### Instructions for the task
Your reply should reproduce all the data below exactly while excluding the pictures.

Task data below:

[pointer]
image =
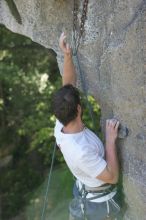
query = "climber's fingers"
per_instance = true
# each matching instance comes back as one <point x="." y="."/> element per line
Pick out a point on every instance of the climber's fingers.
<point x="63" y="44"/>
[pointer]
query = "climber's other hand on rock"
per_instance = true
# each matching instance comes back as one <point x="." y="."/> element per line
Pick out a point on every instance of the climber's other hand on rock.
<point x="64" y="46"/>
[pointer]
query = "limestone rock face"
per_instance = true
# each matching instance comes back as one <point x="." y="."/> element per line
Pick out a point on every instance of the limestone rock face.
<point x="113" y="58"/>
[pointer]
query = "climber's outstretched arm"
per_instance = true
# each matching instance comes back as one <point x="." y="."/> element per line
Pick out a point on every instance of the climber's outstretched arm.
<point x="69" y="74"/>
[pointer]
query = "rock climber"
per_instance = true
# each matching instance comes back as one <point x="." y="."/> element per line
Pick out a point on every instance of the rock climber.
<point x="96" y="169"/>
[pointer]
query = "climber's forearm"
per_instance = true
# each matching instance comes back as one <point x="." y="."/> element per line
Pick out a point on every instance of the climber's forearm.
<point x="69" y="74"/>
<point x="112" y="160"/>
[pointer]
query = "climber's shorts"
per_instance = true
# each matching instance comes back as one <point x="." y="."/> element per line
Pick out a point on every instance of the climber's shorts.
<point x="90" y="210"/>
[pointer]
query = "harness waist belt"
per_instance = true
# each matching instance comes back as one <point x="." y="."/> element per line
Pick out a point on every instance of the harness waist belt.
<point x="97" y="194"/>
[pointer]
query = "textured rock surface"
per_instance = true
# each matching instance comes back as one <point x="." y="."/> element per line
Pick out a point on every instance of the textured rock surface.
<point x="113" y="58"/>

End of Task data.

### Task answer
[pointer]
image =
query = "climber's fingers"
per_instance = true
# each matching instance comes back as one <point x="." y="."/> element per line
Pick out a point on every instance of the climber's fingers.
<point x="63" y="44"/>
[pointer]
query = "climber's other hand on rock"
per_instance = true
# each matching instance comes back as one <point x="." y="."/> element per line
Pick out a point on every instance of the climber's other hand on rock.
<point x="64" y="46"/>
[pointer]
query = "limestone rock face"
per_instance = true
# each matching instance comes back as one <point x="." y="."/> element per line
Pick out a point on every instance of the limestone rock face.
<point x="113" y="58"/>
[pointer]
query = "climber's outstretched arm"
per_instance = true
# each matching instance comes back as one <point x="." y="."/> element per line
Pick out a point on every instance of the climber's outstretched arm.
<point x="69" y="74"/>
[pointer]
query = "rock climber"
per_instance = true
# each matching instance comes back as one <point x="." y="."/> element per line
Pick out a point on every instance of the rock climber.
<point x="96" y="169"/>
[pointer]
query = "climber's forearm"
per_instance = true
# each matching instance comes back as one <point x="." y="."/> element per line
Pick out a point on every instance of the climber's forearm.
<point x="69" y="74"/>
<point x="112" y="160"/>
[pointer]
query = "climber's shorts"
per_instance = true
# each matching instance comes back as one <point x="." y="."/> element per line
Pick out a point on every instance of the climber's shorts.
<point x="90" y="210"/>
[pointer]
query = "harness waist belt"
per_instance = true
# each matching instance comes back as one <point x="." y="."/> element per line
Pick out a point on every instance of the harness waist belt.
<point x="97" y="194"/>
[pointer]
query = "textured rock surface"
per_instance = true
# each matching instance comes back as one <point x="." y="."/> element per line
Pick out a point on every instance of the textured rock surface.
<point x="113" y="58"/>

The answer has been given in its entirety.